Exercise instructions:
Can you return, unchanged, the stretch of the entries below from the line containing "negative clicks: (278, 162)" through the line containing "box: [0, 104, 6, 113]", including both of those lines?

Records for this task:

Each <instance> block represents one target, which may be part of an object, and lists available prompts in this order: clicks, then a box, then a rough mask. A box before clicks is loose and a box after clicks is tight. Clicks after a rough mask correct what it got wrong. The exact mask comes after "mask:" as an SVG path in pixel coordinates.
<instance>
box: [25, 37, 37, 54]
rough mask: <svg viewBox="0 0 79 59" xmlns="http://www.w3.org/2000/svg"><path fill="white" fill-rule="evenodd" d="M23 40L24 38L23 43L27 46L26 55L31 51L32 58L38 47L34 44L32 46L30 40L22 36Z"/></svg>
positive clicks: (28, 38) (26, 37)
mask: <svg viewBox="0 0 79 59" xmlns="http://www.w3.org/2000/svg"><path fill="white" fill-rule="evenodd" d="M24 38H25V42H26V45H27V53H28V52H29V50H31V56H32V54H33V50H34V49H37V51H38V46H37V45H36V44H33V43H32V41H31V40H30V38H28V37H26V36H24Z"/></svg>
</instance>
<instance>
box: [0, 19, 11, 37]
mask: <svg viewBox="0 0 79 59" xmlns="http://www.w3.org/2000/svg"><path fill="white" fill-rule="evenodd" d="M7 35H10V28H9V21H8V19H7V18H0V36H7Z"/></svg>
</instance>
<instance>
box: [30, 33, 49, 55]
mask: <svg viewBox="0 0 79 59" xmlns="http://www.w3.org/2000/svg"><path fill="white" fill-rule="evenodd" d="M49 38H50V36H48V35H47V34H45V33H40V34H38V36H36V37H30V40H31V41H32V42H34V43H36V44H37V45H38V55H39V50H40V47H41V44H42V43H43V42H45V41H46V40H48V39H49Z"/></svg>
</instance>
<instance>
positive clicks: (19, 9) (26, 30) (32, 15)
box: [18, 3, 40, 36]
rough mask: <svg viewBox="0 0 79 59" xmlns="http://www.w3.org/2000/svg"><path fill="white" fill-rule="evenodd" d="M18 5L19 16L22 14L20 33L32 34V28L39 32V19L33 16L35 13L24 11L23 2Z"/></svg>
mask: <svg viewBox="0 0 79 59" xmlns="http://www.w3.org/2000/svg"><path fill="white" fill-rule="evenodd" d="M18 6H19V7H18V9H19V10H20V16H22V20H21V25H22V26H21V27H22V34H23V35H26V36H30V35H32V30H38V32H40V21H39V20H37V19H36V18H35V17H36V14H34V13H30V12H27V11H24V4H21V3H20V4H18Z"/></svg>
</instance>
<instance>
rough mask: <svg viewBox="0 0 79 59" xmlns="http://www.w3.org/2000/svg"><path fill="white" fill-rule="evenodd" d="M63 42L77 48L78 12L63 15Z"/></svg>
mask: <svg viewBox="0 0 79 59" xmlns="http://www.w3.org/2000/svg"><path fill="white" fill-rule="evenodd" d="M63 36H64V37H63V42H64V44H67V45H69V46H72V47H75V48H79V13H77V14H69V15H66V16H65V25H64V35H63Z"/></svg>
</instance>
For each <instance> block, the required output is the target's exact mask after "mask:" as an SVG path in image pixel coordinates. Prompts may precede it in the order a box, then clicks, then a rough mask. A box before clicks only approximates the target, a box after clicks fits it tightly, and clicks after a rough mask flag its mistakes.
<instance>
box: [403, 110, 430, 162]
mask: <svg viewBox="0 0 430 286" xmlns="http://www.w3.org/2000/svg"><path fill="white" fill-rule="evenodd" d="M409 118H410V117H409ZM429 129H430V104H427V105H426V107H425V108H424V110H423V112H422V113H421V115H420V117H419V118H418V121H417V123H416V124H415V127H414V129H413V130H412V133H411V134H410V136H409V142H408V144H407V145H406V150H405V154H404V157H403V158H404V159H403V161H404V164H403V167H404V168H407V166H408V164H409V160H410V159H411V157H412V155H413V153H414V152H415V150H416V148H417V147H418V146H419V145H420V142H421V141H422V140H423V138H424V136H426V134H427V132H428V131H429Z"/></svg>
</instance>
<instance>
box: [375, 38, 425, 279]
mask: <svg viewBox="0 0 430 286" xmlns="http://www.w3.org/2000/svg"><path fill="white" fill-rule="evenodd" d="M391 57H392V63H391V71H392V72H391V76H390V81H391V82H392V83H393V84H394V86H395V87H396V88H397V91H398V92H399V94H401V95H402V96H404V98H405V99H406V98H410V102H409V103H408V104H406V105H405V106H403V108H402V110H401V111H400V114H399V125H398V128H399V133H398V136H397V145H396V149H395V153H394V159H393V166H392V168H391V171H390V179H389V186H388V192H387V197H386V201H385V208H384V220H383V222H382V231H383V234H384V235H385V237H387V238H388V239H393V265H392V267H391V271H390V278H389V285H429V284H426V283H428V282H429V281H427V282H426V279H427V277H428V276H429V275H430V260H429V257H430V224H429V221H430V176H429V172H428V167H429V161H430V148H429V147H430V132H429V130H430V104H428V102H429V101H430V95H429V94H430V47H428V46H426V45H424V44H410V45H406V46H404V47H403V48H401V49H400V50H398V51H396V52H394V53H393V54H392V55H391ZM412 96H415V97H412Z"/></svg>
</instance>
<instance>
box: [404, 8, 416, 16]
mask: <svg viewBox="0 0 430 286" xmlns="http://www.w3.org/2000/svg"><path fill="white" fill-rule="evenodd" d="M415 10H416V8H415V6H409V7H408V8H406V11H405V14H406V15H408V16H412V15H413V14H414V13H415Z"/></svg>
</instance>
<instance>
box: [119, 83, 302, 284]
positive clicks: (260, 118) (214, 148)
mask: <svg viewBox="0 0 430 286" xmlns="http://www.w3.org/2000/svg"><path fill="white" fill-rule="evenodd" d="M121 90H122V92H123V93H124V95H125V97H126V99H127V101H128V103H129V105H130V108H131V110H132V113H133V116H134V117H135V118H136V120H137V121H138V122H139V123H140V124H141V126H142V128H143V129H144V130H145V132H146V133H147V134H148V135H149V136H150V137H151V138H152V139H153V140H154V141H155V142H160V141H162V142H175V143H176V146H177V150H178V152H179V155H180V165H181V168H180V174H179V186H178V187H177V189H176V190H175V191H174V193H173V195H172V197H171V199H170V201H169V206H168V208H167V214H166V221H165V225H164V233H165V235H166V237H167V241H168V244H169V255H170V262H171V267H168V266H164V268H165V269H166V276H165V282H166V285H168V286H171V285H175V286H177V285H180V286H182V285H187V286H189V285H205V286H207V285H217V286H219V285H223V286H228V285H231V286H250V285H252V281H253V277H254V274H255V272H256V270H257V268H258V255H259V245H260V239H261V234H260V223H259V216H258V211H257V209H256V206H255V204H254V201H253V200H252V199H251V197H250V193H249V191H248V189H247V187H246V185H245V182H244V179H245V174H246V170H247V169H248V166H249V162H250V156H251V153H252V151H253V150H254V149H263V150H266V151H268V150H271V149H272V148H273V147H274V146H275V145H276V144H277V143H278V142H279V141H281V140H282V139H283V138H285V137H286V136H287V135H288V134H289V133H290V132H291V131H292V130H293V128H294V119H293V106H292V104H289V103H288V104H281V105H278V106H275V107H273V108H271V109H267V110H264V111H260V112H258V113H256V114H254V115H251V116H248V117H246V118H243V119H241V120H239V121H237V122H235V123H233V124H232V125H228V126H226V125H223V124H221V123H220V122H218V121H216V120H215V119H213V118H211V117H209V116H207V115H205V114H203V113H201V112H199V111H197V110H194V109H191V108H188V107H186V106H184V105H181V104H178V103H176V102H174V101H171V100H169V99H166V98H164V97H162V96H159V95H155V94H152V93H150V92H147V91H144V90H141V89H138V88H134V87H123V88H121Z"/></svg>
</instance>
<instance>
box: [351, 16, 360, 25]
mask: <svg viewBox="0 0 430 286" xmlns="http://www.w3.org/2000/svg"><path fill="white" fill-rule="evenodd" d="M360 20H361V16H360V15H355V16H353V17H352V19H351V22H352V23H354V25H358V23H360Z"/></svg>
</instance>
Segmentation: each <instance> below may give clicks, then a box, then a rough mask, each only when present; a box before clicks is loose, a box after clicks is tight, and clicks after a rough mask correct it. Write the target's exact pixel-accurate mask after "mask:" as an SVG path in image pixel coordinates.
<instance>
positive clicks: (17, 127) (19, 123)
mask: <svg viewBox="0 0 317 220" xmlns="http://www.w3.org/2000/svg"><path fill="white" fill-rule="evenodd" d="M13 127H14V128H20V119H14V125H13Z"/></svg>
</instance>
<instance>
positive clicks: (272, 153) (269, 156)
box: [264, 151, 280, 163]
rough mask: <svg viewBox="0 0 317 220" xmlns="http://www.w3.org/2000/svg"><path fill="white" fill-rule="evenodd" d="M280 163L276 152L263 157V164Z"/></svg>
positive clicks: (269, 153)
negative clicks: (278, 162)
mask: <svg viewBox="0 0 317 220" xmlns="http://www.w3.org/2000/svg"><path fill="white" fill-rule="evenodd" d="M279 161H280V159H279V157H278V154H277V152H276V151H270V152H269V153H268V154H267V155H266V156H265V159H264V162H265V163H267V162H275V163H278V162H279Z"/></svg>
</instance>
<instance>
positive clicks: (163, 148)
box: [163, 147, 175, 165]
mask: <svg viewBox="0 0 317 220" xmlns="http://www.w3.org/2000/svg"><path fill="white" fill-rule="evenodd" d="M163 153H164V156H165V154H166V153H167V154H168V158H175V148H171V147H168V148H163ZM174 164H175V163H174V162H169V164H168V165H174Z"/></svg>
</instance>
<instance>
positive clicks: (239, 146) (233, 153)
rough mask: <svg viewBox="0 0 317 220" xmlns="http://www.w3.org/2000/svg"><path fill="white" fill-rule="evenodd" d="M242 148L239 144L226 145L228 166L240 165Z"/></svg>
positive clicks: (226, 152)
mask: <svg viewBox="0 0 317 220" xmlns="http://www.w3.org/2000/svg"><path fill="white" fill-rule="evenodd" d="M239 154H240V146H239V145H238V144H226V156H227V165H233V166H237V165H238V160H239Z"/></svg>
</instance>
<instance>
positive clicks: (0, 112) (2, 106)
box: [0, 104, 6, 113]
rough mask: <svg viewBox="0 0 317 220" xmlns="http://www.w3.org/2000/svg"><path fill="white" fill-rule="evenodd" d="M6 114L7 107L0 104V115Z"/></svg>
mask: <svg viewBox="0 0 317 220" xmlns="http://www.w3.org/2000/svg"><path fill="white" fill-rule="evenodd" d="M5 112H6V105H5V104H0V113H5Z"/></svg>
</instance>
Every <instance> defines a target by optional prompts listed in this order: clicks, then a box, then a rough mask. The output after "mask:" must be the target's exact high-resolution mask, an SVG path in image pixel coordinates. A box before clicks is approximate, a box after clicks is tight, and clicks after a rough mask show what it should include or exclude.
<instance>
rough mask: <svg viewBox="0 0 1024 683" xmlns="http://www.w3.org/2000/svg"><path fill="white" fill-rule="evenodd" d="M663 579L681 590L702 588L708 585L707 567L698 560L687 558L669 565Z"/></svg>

Your solution:
negative clicks: (278, 162)
mask: <svg viewBox="0 0 317 220" xmlns="http://www.w3.org/2000/svg"><path fill="white" fill-rule="evenodd" d="M279 161H280V159H279V157H278V154H277V152H276V151H270V152H269V153H268V154H267V155H266V156H265V159H264V162H265V163H267V162H275V163H278V162H279Z"/></svg>
</instance>
<instance>
positive clicks: (163, 148)
box: [163, 147, 175, 165]
mask: <svg viewBox="0 0 317 220" xmlns="http://www.w3.org/2000/svg"><path fill="white" fill-rule="evenodd" d="M163 153H164V156H165V154H166V153H167V154H168V158H175V148H171V147H168V148H163ZM174 164H175V163H174V162H169V164H168V165H174Z"/></svg>
</instance>
<instance>
positive clicks: (239, 146) (233, 153)
rough mask: <svg viewBox="0 0 317 220" xmlns="http://www.w3.org/2000/svg"><path fill="white" fill-rule="evenodd" d="M242 148L239 144L226 145L228 166L240 165Z"/></svg>
positive clicks: (226, 152)
mask: <svg viewBox="0 0 317 220" xmlns="http://www.w3.org/2000/svg"><path fill="white" fill-rule="evenodd" d="M239 154H240V146H239V145H238V144H226V156H227V165H233V166H237V165H238V160H239Z"/></svg>
</instance>
<instance>
positive clicks: (0, 112) (2, 106)
box: [0, 104, 6, 113]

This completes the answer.